**Activity:** Look in the material below for the line holding "Target: signpost". Set it down exactly, with each later line up to and including the line holding "Target: white sign board".

"""

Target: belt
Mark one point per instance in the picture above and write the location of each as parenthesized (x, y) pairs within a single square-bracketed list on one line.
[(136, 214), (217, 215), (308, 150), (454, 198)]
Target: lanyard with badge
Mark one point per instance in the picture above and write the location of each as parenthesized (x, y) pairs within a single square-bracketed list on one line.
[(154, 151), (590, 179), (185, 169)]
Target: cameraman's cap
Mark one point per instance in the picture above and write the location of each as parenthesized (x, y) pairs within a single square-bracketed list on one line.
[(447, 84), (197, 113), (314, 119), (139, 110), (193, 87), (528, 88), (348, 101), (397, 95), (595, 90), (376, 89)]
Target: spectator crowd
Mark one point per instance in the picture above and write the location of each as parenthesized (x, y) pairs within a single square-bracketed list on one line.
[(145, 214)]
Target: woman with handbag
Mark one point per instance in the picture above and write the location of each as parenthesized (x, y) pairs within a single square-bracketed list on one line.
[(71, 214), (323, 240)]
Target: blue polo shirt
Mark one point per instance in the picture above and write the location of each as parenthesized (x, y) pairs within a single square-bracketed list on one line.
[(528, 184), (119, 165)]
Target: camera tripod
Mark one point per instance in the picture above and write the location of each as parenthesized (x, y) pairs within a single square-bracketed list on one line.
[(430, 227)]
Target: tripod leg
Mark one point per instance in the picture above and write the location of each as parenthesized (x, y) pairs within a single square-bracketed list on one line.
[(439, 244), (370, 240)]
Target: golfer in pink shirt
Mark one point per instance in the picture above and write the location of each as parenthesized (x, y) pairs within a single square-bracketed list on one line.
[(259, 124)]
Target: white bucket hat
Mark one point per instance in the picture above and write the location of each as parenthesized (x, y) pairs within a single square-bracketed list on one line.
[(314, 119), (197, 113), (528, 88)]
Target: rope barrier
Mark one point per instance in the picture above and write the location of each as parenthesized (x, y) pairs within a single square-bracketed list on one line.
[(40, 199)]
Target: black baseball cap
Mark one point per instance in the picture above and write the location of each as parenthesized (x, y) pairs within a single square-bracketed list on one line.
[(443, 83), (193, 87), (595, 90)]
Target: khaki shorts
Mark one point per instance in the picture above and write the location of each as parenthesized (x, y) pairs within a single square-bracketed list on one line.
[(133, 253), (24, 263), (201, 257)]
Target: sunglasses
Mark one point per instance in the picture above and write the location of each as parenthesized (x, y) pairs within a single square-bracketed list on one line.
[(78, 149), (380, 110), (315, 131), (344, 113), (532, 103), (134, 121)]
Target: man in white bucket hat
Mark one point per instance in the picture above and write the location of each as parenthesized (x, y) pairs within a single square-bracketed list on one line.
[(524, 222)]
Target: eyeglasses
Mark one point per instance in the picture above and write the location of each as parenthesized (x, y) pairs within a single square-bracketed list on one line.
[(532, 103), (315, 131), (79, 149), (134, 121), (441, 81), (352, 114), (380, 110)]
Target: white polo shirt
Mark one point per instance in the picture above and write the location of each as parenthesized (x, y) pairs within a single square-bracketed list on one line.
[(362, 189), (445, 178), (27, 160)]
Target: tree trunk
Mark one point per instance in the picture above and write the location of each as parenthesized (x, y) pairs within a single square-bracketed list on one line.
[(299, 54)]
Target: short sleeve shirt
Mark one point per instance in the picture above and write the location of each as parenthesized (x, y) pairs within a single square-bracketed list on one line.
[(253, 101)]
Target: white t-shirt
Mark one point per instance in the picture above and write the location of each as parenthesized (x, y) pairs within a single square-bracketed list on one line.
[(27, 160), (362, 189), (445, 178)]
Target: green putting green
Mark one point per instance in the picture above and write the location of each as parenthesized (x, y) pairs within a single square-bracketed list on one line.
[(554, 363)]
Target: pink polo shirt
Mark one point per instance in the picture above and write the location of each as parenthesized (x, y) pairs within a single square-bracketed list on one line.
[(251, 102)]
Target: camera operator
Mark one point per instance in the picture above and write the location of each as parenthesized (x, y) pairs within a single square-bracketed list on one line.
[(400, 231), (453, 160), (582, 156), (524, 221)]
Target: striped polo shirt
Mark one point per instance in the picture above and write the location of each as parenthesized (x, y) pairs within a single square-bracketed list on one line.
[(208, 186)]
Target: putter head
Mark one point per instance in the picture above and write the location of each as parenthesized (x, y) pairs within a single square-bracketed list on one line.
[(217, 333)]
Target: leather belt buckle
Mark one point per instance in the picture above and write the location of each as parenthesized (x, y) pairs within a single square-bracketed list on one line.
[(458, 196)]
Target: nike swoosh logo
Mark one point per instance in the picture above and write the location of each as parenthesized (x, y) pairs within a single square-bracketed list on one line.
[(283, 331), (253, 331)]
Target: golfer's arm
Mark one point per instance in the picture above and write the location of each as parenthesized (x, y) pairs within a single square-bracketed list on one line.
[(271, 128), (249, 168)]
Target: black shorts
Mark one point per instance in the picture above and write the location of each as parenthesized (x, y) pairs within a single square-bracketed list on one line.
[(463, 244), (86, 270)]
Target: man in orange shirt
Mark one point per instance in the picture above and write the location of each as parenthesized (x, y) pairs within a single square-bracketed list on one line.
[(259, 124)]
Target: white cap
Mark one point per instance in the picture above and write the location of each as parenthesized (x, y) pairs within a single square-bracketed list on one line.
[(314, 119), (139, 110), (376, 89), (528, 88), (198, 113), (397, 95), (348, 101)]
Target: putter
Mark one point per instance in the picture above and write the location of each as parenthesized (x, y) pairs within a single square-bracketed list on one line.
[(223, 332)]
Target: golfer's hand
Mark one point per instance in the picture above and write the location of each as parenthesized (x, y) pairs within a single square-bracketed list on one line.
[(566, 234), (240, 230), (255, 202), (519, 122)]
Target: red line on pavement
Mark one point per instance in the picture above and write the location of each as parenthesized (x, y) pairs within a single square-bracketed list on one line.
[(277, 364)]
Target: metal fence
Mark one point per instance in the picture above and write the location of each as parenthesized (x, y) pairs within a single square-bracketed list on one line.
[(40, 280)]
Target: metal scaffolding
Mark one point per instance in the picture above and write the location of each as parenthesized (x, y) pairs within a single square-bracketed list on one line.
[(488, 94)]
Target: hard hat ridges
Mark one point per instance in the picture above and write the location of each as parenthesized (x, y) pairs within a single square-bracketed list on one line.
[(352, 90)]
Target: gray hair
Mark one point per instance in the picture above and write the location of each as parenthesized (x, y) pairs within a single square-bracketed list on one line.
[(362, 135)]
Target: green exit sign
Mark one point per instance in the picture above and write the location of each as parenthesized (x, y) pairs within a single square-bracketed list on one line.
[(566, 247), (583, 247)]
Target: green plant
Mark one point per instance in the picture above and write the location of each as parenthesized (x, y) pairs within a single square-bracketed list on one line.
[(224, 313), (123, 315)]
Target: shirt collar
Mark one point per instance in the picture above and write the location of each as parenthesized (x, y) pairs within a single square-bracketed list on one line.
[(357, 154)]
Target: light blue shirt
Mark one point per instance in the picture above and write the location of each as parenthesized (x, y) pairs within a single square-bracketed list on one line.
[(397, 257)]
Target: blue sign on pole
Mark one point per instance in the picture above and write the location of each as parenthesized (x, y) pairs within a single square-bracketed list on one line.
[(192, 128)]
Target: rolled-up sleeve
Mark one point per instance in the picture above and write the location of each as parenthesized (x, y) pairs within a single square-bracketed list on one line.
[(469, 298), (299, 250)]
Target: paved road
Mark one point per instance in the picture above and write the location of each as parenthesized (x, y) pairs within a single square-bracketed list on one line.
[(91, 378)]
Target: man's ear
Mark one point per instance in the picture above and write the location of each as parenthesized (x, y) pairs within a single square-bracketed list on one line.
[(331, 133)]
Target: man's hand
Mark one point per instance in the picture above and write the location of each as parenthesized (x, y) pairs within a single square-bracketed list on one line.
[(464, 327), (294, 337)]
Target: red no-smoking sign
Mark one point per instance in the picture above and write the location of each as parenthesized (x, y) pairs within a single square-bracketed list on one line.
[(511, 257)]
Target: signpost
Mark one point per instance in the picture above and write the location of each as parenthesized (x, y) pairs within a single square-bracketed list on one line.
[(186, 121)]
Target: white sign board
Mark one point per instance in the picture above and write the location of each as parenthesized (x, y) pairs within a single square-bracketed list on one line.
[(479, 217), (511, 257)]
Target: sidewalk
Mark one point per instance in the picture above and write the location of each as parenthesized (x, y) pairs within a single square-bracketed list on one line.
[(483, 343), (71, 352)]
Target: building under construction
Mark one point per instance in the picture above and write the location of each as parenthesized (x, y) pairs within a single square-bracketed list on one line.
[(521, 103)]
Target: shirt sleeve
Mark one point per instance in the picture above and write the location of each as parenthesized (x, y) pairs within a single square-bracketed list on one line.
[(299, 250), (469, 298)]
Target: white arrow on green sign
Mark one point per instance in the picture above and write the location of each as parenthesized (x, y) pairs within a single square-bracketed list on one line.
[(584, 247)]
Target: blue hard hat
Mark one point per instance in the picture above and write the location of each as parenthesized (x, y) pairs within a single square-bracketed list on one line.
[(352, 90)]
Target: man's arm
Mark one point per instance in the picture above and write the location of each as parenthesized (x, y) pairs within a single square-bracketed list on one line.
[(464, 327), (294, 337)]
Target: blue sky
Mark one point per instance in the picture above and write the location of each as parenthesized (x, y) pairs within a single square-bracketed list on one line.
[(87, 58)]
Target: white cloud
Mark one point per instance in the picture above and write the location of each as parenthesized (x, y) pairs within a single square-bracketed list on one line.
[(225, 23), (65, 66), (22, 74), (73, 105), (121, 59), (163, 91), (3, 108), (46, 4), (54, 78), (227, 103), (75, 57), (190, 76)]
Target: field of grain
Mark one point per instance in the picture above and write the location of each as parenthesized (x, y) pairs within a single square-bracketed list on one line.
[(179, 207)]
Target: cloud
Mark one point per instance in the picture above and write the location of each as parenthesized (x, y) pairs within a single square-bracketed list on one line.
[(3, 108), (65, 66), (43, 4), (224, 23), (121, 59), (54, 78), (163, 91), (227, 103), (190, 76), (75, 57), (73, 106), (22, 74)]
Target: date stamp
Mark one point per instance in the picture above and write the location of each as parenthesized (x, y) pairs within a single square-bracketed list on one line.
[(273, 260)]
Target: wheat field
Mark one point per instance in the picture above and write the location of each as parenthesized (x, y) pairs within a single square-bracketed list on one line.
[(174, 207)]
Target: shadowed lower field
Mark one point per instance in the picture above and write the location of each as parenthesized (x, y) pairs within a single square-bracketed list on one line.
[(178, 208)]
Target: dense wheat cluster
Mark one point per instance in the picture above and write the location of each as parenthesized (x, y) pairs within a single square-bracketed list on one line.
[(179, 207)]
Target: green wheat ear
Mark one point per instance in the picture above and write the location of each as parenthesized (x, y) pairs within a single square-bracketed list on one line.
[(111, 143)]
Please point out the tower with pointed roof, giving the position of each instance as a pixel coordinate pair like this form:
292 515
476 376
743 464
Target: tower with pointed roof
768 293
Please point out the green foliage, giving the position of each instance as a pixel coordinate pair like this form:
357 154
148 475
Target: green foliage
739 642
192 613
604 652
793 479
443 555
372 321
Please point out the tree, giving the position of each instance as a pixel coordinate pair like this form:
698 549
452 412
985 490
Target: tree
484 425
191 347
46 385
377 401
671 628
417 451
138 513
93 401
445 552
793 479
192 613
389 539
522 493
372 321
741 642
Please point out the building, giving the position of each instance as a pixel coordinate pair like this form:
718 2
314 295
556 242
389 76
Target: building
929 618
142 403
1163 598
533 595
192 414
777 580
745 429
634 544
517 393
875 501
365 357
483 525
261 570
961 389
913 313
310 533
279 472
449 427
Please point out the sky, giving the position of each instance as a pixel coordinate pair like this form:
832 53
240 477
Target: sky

"""

**Exercise output:**
Target: signpost
Mark one point per instance in the picture above and write the location of each as parenthesized (x, y) pairs within a single square-bracketed list on one line.
[(186, 121)]
Target: white sign board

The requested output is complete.